Consigne de travail:
Recopiez à l'identique et dans son intégralité le discours sur les violences sexuelles liées aux conflits.

Excellences,

Monsieur le Vice-premier ministre et ministre de l’Intérieur ;

Monsieur le Vice-premier ministre et ministre de la Défense ;

Madame la Ministre du genre, famille et enfant ;

Madame la Coordonnatrice en charge de la jeunesse, lutte contre les violences faites aux femmes et traite des personnes ;

Monsieur le Représentant Spécial Adjoint du Secrétaire Général des Nations Unies en RDC, Coordonnateur résident et Coordonnateur des opérations humanitaires ;

Mesdames et Messieurs les Représentants des agences du système des Nations Unies ;

Mesdames et Messieurs les membres du corps diplomatique ;

Mesdames et Messieurs les membres de la société civile ; chefs coutumiers et religieux ;

Distingués invités, Mesdames et Messieurs.

Je vous remercie de l’hospitalité et de l’amitié que vous m’avez toujours témoignées lors de mes visites dans votre pays. Je saisis l’heureuse opportunité que vous m’offrez de m’adresser à vous aujourd’hui pour saluer les progrès que vous avez accomplis et mesurer avec vous les défis qu’il reste à relever pour plus de protection des Congolais et des Congolaises contre les violences sexuelles liées aux conflits.

Données extraites:
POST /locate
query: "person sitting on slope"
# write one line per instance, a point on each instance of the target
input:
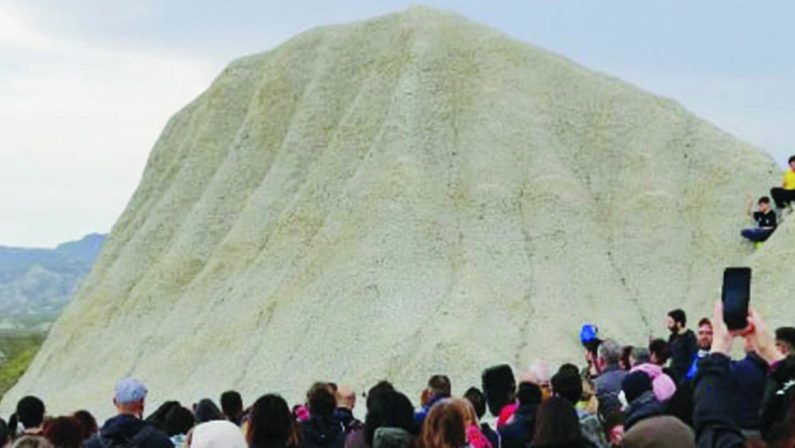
(765, 220)
(785, 194)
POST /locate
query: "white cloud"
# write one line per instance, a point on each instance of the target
(77, 121)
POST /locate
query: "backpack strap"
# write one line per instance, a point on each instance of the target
(141, 436)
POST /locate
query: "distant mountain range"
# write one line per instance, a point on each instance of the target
(36, 284)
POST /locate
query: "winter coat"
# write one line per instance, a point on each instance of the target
(683, 347)
(659, 432)
(518, 432)
(322, 432)
(748, 380)
(608, 386)
(641, 408)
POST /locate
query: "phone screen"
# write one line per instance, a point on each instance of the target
(736, 295)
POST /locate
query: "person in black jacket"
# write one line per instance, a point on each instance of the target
(322, 430)
(127, 427)
(715, 426)
(518, 432)
(478, 401)
(641, 402)
(682, 343)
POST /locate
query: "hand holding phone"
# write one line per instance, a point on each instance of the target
(735, 297)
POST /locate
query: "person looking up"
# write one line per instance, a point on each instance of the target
(127, 427)
(30, 414)
(568, 384)
(390, 422)
(207, 411)
(87, 422)
(478, 401)
(608, 383)
(346, 402)
(641, 403)
(703, 342)
(438, 389)
(63, 432)
(232, 406)
(271, 424)
(682, 342)
(785, 194)
(785, 340)
(557, 426)
(659, 352)
(518, 432)
(765, 219)
(321, 430)
(444, 427)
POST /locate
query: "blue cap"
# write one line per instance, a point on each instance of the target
(588, 333)
(129, 390)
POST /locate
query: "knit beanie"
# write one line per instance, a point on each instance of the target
(635, 384)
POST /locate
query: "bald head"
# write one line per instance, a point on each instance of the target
(346, 397)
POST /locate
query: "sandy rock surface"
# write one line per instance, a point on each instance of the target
(394, 198)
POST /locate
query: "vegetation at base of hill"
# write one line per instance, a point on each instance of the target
(36, 284)
(19, 351)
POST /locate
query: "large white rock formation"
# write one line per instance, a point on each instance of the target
(394, 198)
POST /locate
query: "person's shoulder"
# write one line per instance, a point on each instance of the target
(155, 438)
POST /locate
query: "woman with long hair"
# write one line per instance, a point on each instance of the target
(271, 424)
(558, 426)
(445, 426)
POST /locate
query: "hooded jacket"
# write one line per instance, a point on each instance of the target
(664, 387)
(641, 408)
(322, 432)
(126, 427)
(519, 431)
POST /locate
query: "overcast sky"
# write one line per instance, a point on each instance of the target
(86, 86)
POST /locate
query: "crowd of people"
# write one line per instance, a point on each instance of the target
(766, 217)
(683, 391)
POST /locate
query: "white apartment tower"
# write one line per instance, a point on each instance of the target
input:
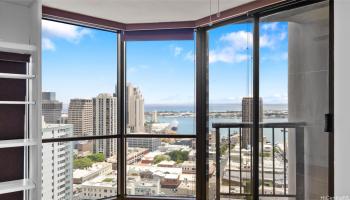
(80, 115)
(57, 163)
(135, 107)
(105, 123)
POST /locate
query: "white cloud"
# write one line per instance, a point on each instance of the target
(236, 46)
(270, 26)
(227, 55)
(240, 39)
(283, 35)
(47, 44)
(285, 56)
(68, 32)
(234, 49)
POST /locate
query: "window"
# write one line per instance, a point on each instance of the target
(160, 94)
(79, 73)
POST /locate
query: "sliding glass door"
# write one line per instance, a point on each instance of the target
(294, 86)
(286, 111)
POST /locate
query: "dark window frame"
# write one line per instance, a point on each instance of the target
(201, 96)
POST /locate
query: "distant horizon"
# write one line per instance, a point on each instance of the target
(80, 62)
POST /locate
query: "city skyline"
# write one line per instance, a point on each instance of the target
(151, 64)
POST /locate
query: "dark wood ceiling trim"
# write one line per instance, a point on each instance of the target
(235, 12)
(76, 18)
(160, 25)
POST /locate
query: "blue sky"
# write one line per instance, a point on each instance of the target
(81, 63)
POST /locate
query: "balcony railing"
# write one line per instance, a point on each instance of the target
(281, 160)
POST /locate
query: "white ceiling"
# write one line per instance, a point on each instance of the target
(19, 2)
(144, 11)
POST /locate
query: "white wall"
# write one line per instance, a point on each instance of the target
(20, 23)
(342, 96)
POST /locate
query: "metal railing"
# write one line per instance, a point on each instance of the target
(234, 155)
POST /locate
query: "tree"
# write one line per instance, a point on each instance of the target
(178, 156)
(82, 163)
(97, 157)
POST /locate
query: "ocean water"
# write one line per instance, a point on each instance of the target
(187, 124)
(212, 107)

Résultat:
Excellences,

Monsieur le Vice-premier ministre et ministre de l’Intérieur ;

Monsieur le Vice-premier ministre et ministre de la Défense ;

Madame la Ministre du genre, famille et enfant ;

Madame la Coordonnatrice en charge de la jeunesse, lutte contre les violences faites aux femmes et traite des personnes ;

Monsieur le Représentant Spécial Adjoint du Secrétaire Général des Nations Unies en RDC, Coordonnateur résident et Coordonnateur des opérations humanitaires ;

Mesdames et Messieurs les Représentants des agences du système des Nations Unies ;

Mesdames et Messieurs les membres du corps diplomatique ;

Mesdames et Messieurs les membres de la société civile ; chefs coutumiers et religieux ;

Distingués invités, Mesdames et Messieurs.

Je vous remercie de l’hospitalité et de l’amitié que vous m’avez toujours témoignées lors de mes visites dans votre pays. Je saisis l’heureuse opportunité que vous m’offrez de m’adresser à vous aujourd’hui pour saluer les progrès que vous avez accomplis et mesurer avec vous les défis qu’il reste à relever pour plus de protection des Congolais et des Congolaises contre les violences sexuelles liées aux conflits.